(Text shown)
══════

Over the past 10 years at no less than 7 different schools, I have had the opportunity to observe the driving and car park etiquette of hundreds of parents. This has been an incredibly eye opening observation and I am keen to share and also hear your thoughts
I make no apology if you recognize your own behavior here, also I may very well be mentioning my own driving behavior, so do not take it personally but do take note.
MY KID NEVER LISTENS OR FOLLOWS RULES - This is the parent who double parks, parks in no standing zones, stays in the 5 minute zone for 20 minutes, leaves car unattended in middle of car park blocking other cars.
No wonder your kid does not listen or follow rules, you are setting the example by flouting the rules every time you take them to school, so why expect your kids to be any different. As a parent you lead by example, so make it a good one.

══════

(Data extract)
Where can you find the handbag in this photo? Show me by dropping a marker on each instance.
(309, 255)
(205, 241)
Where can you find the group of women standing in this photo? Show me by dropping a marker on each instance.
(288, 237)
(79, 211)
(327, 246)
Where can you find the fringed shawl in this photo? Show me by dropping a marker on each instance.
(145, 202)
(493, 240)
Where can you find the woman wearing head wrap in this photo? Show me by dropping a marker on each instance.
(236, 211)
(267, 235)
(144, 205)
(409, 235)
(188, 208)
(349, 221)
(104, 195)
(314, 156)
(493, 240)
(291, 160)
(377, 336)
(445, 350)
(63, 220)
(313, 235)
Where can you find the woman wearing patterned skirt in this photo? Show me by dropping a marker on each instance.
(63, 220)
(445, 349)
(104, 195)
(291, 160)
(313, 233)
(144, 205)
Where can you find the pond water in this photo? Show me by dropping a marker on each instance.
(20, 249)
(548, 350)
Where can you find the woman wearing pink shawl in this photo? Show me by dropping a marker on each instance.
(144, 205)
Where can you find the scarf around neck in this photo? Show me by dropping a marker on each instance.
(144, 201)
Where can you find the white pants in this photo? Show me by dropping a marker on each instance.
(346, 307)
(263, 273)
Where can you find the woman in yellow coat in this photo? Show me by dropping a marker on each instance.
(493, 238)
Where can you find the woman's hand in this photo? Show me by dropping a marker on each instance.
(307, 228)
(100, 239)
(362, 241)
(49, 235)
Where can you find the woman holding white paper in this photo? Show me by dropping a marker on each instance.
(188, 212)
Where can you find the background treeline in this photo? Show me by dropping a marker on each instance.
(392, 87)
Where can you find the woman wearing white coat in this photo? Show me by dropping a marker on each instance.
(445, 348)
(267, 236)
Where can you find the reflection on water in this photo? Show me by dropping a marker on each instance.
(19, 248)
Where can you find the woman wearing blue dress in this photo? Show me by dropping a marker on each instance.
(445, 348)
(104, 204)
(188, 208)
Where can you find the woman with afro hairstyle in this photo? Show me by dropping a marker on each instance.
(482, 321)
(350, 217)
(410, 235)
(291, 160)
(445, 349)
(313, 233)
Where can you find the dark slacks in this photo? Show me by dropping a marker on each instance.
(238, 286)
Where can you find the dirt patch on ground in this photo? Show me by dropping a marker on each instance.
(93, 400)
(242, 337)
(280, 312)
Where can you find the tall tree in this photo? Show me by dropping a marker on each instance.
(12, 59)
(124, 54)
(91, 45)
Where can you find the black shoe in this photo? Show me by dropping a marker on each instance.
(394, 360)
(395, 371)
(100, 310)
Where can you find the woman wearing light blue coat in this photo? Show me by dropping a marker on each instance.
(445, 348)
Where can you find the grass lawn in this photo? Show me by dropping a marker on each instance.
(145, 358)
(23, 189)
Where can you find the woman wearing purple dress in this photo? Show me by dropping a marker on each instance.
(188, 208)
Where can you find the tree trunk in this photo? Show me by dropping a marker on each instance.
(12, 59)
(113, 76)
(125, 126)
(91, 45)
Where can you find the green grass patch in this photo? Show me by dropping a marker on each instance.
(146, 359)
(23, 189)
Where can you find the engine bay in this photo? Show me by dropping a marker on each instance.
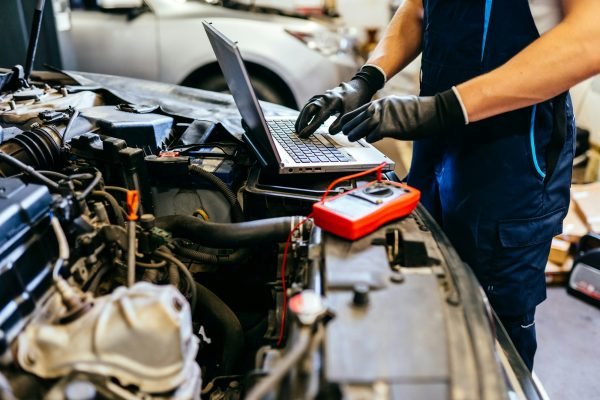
(143, 255)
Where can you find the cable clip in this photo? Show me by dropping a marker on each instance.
(133, 203)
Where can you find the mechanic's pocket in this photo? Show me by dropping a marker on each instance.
(531, 231)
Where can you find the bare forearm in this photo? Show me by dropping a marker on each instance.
(552, 64)
(401, 41)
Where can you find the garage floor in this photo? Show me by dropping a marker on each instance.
(568, 358)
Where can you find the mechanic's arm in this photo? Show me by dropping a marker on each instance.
(566, 55)
(401, 40)
(400, 44)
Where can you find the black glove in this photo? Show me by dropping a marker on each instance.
(404, 118)
(340, 100)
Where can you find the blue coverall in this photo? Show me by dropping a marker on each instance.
(498, 187)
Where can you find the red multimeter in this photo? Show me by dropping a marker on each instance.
(360, 211)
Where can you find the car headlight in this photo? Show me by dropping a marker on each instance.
(325, 42)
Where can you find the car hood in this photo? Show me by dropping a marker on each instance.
(177, 100)
(198, 9)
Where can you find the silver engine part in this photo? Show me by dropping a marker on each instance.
(140, 336)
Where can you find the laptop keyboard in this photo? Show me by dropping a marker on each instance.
(309, 150)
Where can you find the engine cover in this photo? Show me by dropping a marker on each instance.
(25, 256)
(140, 336)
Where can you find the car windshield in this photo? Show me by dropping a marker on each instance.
(285, 8)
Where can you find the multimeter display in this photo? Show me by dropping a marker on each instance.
(360, 211)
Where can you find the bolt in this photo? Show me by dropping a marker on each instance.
(30, 358)
(80, 390)
(361, 295)
(147, 221)
(397, 277)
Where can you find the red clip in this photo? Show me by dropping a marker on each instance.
(168, 154)
(133, 202)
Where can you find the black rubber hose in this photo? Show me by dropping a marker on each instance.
(185, 272)
(88, 189)
(237, 215)
(235, 257)
(237, 235)
(27, 170)
(114, 205)
(215, 311)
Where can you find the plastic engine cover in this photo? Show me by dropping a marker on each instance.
(25, 256)
(145, 131)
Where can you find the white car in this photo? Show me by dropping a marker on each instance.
(289, 58)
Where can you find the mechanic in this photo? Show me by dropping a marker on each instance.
(493, 129)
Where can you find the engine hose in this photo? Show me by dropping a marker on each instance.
(236, 235)
(237, 215)
(174, 277)
(18, 164)
(186, 273)
(37, 148)
(114, 205)
(236, 257)
(285, 364)
(215, 311)
(88, 189)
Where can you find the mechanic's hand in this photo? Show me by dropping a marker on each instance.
(340, 100)
(404, 118)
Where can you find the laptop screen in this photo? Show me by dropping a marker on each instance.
(238, 81)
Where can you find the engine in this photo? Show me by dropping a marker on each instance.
(127, 264)
(143, 254)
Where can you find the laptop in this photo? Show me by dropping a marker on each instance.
(273, 140)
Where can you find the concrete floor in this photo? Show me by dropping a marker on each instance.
(568, 358)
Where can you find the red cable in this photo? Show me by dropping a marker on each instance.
(377, 169)
(283, 284)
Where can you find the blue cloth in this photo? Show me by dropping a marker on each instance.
(486, 183)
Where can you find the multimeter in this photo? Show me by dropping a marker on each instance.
(360, 211)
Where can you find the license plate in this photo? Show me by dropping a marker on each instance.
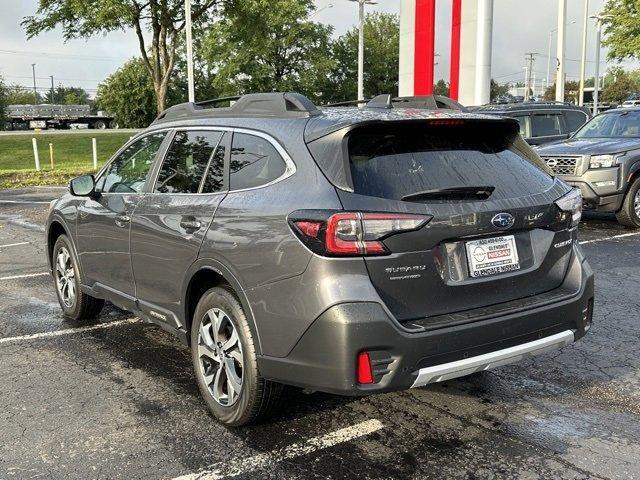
(491, 256)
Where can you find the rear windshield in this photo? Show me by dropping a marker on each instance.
(398, 162)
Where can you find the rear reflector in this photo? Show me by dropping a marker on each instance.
(365, 372)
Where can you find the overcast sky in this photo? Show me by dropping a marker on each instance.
(519, 26)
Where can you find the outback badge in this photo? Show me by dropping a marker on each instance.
(503, 221)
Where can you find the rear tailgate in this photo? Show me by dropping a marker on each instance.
(510, 225)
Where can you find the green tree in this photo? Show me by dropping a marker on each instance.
(158, 25)
(381, 59)
(620, 88)
(67, 96)
(267, 45)
(498, 90)
(622, 29)
(441, 88)
(3, 104)
(128, 95)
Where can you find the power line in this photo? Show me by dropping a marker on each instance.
(66, 56)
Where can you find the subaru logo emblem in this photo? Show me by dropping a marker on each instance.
(503, 221)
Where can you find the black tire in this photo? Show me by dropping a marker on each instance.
(257, 396)
(84, 306)
(627, 215)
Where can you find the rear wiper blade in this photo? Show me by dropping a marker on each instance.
(452, 193)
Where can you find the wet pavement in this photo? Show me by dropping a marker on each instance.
(115, 398)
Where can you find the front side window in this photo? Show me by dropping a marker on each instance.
(575, 119)
(254, 162)
(544, 125)
(612, 124)
(186, 162)
(128, 172)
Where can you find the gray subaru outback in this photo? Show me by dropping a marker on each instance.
(346, 250)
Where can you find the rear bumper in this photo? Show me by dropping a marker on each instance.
(325, 357)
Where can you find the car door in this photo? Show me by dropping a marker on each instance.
(170, 222)
(547, 126)
(103, 223)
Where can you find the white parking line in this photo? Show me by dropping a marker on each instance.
(26, 275)
(23, 201)
(14, 244)
(243, 466)
(622, 235)
(69, 331)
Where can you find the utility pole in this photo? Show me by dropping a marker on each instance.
(562, 20)
(361, 4)
(583, 59)
(35, 92)
(187, 17)
(530, 57)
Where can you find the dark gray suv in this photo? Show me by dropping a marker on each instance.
(346, 250)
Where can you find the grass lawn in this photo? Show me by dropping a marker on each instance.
(72, 155)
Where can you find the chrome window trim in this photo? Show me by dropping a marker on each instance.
(290, 166)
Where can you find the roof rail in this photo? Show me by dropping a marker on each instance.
(387, 101)
(277, 104)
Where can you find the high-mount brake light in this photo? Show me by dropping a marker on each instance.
(364, 371)
(355, 233)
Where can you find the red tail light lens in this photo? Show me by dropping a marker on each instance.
(355, 233)
(364, 372)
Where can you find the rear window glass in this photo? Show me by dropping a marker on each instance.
(574, 119)
(254, 162)
(397, 162)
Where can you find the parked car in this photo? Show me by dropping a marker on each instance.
(602, 159)
(345, 250)
(630, 103)
(541, 122)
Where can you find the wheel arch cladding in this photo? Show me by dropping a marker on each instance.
(205, 278)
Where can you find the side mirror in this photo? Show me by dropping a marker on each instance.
(83, 186)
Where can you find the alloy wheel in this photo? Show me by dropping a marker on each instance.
(220, 354)
(65, 277)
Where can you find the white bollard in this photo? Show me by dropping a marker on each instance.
(35, 154)
(95, 153)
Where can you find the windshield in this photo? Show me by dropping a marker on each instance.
(614, 124)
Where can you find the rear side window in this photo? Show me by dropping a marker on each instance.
(574, 119)
(399, 162)
(544, 125)
(254, 162)
(186, 161)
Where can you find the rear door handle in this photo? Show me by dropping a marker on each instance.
(122, 220)
(191, 225)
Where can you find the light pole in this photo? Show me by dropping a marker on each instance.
(583, 59)
(35, 93)
(361, 4)
(596, 83)
(551, 32)
(560, 49)
(330, 5)
(187, 19)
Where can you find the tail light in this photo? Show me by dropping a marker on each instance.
(352, 233)
(571, 204)
(364, 371)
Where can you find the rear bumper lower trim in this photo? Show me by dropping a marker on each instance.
(467, 366)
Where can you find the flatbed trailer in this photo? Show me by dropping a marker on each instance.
(59, 117)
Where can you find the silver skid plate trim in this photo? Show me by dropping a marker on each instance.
(467, 366)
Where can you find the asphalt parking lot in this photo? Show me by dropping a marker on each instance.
(116, 398)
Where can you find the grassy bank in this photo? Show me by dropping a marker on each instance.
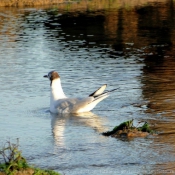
(17, 3)
(13, 163)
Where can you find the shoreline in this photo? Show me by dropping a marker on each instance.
(29, 3)
(98, 3)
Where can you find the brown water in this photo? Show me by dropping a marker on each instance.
(127, 46)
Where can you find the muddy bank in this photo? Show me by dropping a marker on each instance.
(17, 3)
(82, 3)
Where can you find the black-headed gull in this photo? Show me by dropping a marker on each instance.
(59, 103)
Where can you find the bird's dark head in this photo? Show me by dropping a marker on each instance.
(52, 75)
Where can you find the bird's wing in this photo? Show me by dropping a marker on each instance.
(72, 105)
(99, 91)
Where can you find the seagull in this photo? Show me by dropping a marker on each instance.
(60, 103)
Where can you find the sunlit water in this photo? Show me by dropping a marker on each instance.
(129, 48)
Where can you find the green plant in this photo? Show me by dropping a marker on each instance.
(13, 162)
(12, 158)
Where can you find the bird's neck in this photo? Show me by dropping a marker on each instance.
(56, 91)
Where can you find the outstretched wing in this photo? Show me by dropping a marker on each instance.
(72, 105)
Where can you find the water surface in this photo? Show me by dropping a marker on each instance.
(127, 47)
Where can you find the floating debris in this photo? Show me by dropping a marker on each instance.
(127, 129)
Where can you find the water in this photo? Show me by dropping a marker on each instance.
(127, 46)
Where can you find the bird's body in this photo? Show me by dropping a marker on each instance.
(60, 103)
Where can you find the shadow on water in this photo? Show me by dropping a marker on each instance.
(61, 122)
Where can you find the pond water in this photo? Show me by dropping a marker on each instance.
(128, 46)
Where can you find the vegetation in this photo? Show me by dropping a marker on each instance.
(17, 3)
(13, 163)
(127, 129)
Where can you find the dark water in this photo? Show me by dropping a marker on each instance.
(127, 46)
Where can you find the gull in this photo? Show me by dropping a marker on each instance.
(60, 103)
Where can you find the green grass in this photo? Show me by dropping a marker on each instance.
(13, 162)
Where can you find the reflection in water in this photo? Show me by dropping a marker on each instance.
(127, 46)
(60, 122)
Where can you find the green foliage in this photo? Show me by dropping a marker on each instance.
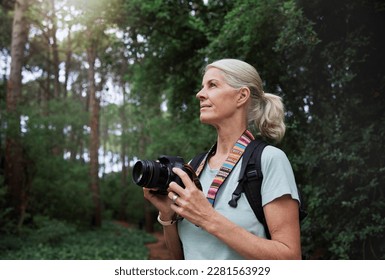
(323, 57)
(56, 240)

══════

Reproduce the school car park text word for word, starting at the words "Over the past" and ending after the words "a good one.".

Over the past 10 years at no less than 7 different schools, I have had the opportunity to observe the driving and car park etiquette of hundreds of parents. This has been an incredibly eye opening observation and I am keen to share and also hear your thoughts
I make no apology if you recognize your own behavior here, also I may very well be mentioning my own driving behavior, so do not take it personally but do take note.
MY KID NEVER LISTENS OR FOLLOWS RULES - This is the parent who double parks, parks in no standing zones, stays in the 5 minute zone for 20 minutes, leaves car unattended in middle of car park blocking other cars.
No wonder your kid does not listen or follow rules, you are setting the example by flouting the rules every time you take them to school, so why expect your kids to be any different. As a parent you lead by example, so make it a good one.